|| Logic Lecture
|| Péter Mekis
|| BMA-FILD-301.1, BMA-LOTD-102.1, BMI-LOTD-102E.2, BBN-FIL-301.1
|| Friday 10:00-11:30
|| The course assumes some familiarity
with the basic concepts and methods
of modern formal logic; most importantly,
the basics of translating ordinary propositions
into formulas with predicates, constants, variables,
propositional connectives, and quantifiers.
|| The course ends with an oral exam.
After the last lecture, students will get
the final list of the topics covered in the course.
Logic masters students can pick two items
of this list that they don't want to study.
Other students can pick four such items.
The exam will cover
the rest of the topics.
|| The lectures will cover the following topics:
The topics may change during the course, in accordance with student demand.
The Hungarian version of the course will be easier and covers less topics.

## WRITTEN EXERCISE A
According to the logic lecture page, how many items from the final topic list can logic masters students choose not to study?
## WRITTEN EXERCISE B
Return the passage of the logic lecture page that starts at "After the last" and ends at "covers less topics.", copied word for word.

## RECORD LIST
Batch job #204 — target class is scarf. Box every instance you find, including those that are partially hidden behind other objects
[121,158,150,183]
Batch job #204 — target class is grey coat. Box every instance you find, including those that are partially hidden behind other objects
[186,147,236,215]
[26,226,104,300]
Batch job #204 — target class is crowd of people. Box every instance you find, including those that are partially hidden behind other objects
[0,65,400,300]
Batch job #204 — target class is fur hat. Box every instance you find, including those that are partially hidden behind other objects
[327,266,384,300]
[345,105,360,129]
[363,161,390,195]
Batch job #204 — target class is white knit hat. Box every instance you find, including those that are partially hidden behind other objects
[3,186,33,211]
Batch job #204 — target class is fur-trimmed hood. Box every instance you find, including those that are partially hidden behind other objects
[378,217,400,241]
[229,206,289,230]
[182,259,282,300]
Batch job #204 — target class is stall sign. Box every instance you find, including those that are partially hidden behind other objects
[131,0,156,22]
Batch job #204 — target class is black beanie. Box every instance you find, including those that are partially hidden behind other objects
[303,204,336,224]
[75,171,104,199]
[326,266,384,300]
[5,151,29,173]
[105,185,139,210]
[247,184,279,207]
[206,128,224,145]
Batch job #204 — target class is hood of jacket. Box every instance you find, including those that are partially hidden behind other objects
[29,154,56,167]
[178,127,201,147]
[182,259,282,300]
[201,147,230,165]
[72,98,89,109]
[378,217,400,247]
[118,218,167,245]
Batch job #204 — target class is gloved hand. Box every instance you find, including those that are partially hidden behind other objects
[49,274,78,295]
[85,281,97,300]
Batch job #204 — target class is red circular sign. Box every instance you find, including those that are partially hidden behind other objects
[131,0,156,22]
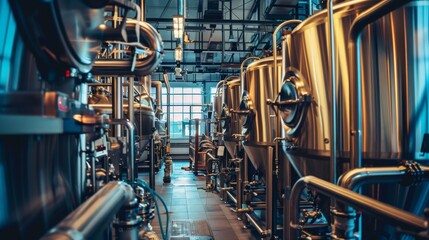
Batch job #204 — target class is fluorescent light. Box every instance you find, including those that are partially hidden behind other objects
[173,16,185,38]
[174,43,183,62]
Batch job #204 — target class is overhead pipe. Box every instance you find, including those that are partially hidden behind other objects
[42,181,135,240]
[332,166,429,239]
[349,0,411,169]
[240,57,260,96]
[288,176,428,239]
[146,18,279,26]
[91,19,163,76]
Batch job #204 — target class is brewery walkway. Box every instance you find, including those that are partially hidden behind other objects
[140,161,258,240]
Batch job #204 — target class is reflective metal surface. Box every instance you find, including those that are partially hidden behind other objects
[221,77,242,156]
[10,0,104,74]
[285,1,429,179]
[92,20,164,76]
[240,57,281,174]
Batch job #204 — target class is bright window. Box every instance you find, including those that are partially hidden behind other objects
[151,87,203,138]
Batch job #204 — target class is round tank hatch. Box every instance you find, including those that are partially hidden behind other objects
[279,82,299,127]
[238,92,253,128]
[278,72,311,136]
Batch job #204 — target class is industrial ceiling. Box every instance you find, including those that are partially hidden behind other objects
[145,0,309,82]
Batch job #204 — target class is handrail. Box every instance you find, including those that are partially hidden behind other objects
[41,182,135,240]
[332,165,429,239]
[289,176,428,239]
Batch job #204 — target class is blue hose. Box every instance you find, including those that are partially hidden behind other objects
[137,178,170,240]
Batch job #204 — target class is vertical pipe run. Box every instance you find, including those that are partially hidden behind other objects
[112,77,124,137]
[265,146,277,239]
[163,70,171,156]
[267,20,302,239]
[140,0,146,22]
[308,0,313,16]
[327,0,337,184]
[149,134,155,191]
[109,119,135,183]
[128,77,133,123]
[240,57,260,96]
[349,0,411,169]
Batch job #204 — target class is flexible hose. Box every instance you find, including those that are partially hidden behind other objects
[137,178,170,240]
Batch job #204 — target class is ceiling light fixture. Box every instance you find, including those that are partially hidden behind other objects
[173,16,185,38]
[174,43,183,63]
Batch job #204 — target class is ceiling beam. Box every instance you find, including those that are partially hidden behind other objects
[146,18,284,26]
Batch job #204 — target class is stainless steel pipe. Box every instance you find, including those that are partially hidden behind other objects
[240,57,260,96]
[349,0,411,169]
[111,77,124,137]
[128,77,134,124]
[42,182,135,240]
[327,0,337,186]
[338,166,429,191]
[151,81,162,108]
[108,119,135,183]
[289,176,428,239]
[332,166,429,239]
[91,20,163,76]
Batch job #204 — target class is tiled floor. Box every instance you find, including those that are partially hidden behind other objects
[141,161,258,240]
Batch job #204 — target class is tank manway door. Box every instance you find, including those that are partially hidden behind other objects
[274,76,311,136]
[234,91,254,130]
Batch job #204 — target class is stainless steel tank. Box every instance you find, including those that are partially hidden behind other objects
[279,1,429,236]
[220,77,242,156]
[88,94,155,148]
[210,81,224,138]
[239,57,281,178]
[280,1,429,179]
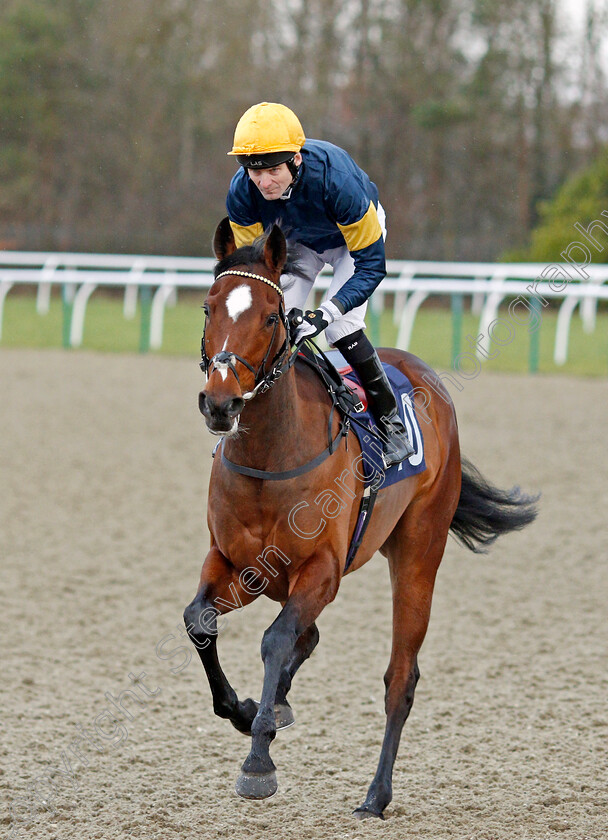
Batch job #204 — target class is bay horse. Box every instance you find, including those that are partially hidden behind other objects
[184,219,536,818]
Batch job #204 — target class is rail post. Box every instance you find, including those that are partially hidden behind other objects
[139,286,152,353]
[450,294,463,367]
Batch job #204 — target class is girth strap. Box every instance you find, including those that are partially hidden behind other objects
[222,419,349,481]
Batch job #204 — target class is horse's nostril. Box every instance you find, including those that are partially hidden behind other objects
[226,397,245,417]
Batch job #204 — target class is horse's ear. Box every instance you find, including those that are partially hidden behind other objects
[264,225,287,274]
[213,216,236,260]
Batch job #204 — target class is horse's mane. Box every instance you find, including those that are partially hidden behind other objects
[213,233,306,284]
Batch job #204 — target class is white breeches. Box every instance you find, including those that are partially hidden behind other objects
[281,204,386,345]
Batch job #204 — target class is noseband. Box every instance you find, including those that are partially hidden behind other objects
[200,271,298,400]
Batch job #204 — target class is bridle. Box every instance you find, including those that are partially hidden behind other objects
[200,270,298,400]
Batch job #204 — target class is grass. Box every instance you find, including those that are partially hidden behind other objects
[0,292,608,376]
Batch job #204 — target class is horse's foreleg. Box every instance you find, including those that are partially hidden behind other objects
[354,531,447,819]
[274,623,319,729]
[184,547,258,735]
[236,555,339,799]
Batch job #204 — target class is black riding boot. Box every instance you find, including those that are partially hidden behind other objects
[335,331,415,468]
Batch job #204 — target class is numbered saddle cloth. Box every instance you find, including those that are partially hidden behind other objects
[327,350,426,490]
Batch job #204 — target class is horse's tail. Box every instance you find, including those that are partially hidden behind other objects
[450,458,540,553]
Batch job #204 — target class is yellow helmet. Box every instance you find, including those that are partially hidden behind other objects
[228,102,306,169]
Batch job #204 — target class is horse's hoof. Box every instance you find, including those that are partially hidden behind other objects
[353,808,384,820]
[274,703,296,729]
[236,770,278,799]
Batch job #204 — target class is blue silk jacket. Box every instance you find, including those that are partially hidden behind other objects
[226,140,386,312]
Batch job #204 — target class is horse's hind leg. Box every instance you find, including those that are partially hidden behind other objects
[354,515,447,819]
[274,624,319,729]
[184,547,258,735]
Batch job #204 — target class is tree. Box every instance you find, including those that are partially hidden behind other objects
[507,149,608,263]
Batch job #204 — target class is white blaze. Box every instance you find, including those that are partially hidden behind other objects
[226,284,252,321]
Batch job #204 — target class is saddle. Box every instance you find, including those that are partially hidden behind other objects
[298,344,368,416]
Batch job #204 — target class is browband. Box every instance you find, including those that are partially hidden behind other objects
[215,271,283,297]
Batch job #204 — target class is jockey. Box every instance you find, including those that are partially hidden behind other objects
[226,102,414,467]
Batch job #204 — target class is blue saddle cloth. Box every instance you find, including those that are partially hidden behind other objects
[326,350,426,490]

## EXERCISE SOLUTION A
Two items.

## EXERCISE SOLUTION B
After the last lecture, students will get
the final list of the topics covered in the course.
Logic masters students can pick two items
of this list that they don't want to study.
Other students can pick four such items.
The exam will cover
the rest of the topics.
|| The lectures will cover the following topics:
The topics may change during the course, in accordance with student demand.
The Hungarian version of the course will be easier and covers less topics.